Search code examples
pythonweb-scrapingscrapy

Python Scrapy Shell Error While Scraping Wallmart


I am scraping walmart.com using scrapy. when i am fetching https://www.walmart.com/ there is no error but when trying to fetch "https://www.walmart.com/search?q=tablets&typeahead=tabltes" the below error appears: I have already disabled obey robot.text and employed scrapy fake user agents.

2024-02-14 09:42:25 [scrapy.downloadermiddlewares.robotstxt] DEBUG: Forbidden by robots.txt: <GET https://www.walmart.com/search?q=tablets&typeahead=tabltes> 2024-02-14 09:42:25 [py.warnings] WARNING: C:\Users\SADAM1\PycharmProjects\untitled4\v

import scrapy

class Wal1Spider(scrapy.Spider):
    name = "wal1"
    allowed_domains = ["walmart.com"]
    start_urls = ["https://walmart.com"]
    
    
    custom_settings = {
        "DOWNLOAD_DELAY": 6.3,
        "RANDOMIZE_DOWNLOAD_DELAY": True,
        "COOKIES_ENABLED": False,
        "AUTOTHROTTLE_ENABLED": True,
        "AUTOTHROTTLE_START_DELAY ": 2,
        "AUTOTHROTTLE_MAX_DELAY": 11.7,
        "AUTOTHROTTLE_TARGET_CONCURRENCY": 1,
        "CONCURRENT_REQUESTS": 4,
        "ROBOTSTXT_OBEY": False,
    }
    def parse(self, response):

        pass

env\lib\site-packages\scrapy_fake_useragent\middleware.py:95: ScrapyDeprecation Warning: Attribute RetryMiddleware.EXCEPTIONS_TO_RETRY is deprecated. Use the RETRY_EXCEPTIONS setting instead. if isinstance(exception, self.EXCEPTIONS_TO_RETRY) [enter image description here](https://i.sstatic.net/oeTg0.png)

i have tried disabling robot.text obey and employed scrapy fake user agents


Solution

  • If you're using the Scrapy shell, then the settings you define in your spider aren't used. You could try passing that specific option when using scrapy shell through the --set flag which sets/overrides settings;

    $ scrapy shell --set="ROBOTSTXT_OBEY=False"
    

    once there;

    fetch("https://www.walmart.com/search?q=tablets&typeahead=tablte")
    # 2024-02-14 19:24:29 [scrapy.core.engine] INFO: Spider opened
    # 2024-02-14 19:24:29 [scrapy.core.engine] DEBUG: Crawled (200) <GET https://www.walmart.com/search?q=tablets&typeahead=tablte> (referer: None)

| EXERCISE TASKS |
#1 Based on the Scrapy thread, are these statements true? Answer yes or no for each, and quote the words from the thread that decide it.
(a) Fetching the Walmart home page produced an error.
(b) The spider's custom settings set ROBOTSTXT_OBEY to False.
(c) When you use the Scrapy shell, the settings defined in the spider are applied.
#2 Sum up the Scrapy thread in two sentences.
#3 In the Scrapy thread, why didn't setting ROBOTSTXT_OBEY to False in the spider stop the robots.txt block, and what does the reply suggest instead? Answer in one or two sentences.

| DATA EXTRACT |

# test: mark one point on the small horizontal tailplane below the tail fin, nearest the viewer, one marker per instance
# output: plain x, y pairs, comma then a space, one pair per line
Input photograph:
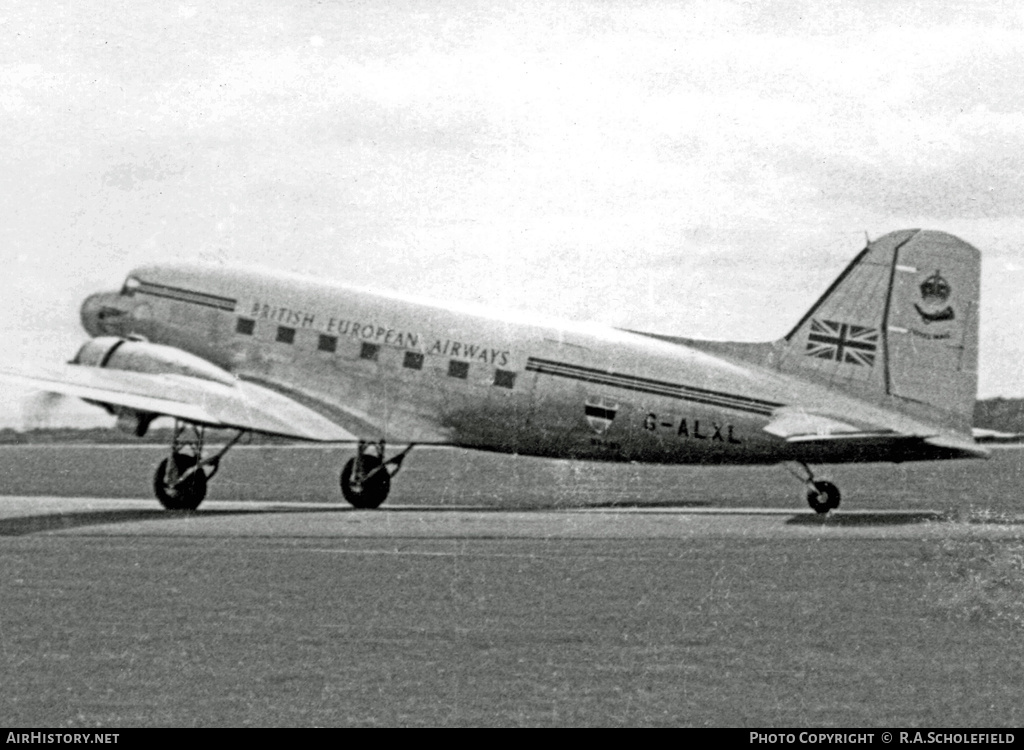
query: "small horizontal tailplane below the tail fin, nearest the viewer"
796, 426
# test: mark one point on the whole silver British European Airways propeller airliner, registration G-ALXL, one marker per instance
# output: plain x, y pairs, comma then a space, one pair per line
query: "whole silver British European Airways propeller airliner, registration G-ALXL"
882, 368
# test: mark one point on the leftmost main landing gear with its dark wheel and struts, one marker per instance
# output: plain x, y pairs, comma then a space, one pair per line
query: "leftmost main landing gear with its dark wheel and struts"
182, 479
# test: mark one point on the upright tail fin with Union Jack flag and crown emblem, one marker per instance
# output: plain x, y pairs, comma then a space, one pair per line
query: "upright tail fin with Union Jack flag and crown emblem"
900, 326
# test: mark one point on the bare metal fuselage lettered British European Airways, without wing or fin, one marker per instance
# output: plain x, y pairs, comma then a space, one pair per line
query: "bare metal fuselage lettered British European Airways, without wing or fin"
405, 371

...

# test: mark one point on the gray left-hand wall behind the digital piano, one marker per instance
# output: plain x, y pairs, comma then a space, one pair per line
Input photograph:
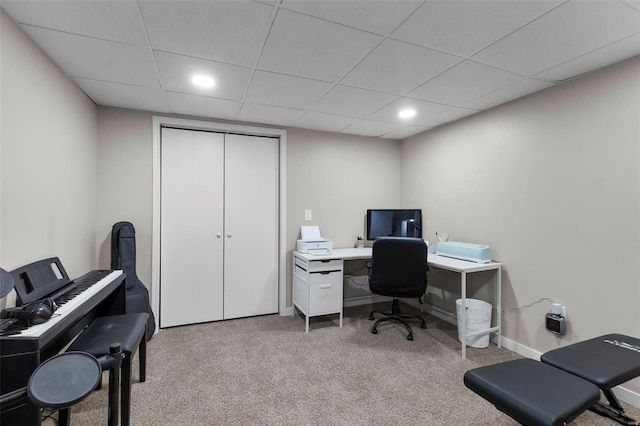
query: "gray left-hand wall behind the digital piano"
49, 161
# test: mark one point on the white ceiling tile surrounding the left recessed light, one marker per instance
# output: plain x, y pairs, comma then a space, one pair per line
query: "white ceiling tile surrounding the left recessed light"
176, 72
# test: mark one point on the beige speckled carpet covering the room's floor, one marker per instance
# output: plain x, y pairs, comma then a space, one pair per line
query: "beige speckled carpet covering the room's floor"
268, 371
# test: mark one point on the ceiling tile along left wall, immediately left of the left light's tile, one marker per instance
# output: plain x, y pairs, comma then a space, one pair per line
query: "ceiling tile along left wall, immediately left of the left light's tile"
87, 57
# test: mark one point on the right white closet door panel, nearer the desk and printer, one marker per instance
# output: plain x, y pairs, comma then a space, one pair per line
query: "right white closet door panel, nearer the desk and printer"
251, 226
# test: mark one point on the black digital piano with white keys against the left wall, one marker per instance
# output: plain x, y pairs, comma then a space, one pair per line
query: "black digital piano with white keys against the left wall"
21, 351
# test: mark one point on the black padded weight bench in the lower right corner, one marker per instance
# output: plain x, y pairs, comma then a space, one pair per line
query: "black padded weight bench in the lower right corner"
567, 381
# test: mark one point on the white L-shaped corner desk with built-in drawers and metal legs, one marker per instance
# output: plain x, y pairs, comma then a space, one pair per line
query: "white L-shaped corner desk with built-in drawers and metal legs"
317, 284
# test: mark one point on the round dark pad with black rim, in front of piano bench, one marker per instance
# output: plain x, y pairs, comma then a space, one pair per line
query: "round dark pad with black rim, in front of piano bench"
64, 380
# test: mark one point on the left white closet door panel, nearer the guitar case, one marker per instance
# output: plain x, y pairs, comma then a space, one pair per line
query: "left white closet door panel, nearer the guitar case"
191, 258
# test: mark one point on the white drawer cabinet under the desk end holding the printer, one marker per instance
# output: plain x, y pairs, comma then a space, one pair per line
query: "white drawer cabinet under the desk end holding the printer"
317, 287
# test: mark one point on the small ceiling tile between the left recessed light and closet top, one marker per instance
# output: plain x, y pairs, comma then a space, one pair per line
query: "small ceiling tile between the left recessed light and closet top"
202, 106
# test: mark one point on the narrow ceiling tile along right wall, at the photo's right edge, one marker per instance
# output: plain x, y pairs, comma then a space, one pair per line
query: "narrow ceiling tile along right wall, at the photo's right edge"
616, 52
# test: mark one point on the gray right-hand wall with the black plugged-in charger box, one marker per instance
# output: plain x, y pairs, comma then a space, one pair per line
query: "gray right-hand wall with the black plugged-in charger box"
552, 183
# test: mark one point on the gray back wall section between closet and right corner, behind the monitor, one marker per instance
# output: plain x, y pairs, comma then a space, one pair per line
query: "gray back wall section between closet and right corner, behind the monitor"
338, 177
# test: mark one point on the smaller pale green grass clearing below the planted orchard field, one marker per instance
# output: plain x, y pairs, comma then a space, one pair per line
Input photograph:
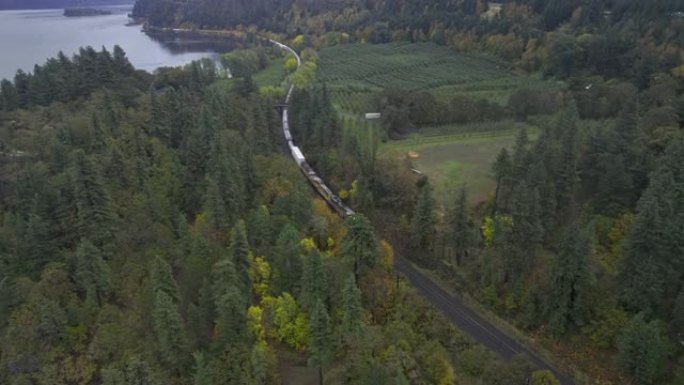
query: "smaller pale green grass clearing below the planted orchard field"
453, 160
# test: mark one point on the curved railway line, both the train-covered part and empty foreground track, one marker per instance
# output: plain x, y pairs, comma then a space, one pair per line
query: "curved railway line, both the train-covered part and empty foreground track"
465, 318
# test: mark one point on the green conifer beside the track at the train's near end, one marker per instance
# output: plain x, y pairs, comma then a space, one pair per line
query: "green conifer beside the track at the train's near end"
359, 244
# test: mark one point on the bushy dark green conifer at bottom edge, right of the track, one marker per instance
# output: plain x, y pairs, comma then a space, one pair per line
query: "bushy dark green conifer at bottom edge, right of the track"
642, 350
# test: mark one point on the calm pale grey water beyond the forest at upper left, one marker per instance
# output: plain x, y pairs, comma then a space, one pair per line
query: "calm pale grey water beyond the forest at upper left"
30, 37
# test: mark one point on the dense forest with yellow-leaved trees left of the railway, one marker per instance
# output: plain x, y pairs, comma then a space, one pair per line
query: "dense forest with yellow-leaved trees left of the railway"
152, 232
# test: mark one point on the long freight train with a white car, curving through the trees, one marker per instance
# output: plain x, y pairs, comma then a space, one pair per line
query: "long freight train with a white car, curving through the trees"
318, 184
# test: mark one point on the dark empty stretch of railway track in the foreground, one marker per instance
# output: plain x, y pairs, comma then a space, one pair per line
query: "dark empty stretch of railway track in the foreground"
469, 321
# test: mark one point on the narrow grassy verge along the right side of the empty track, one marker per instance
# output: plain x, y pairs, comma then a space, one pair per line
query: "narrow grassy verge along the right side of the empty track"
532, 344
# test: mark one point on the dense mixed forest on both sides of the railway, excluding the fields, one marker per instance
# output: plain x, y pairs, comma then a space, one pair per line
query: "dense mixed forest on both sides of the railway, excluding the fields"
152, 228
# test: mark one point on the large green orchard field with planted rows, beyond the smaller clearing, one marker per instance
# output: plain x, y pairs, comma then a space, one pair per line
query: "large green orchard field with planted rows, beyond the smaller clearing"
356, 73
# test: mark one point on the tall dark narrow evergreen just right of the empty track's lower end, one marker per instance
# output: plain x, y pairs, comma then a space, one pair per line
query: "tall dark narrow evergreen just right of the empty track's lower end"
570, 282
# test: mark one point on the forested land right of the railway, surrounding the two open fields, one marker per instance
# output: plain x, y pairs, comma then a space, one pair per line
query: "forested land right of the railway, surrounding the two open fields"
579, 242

| ANSWERS PER TASK |
#1
(a) No: "when i am fetching https://www.walmart.com/ there is no error"
(b) Yes: "ROBOTSTXT_OBEY": False
(c) No: "the settings you define in your spider aren't used"

#2 Someone scraping walmart.com with Scrapy had no trouble fetching the home page, but fetching a search page was blocked as "Forbidden by robots.txt," even though they had turned off obeying robots.txt and were using fake user agents. The reply explains that the Scrapy shell ignores settings defined in the spider, so the option has to be passed with the --set flag when starting the shell, and after that the search page was crawled with a 200 response.

#3 The Scrapy shell doesn't use the settings defined in the spider, so the spider's ROBOTSTXT_OBEY value had no effect. The reply suggests starting the shell with the --set flag, as in scrapy shell --set="ROBOTSTXT_OBEY=False", which sets or overrides that setting.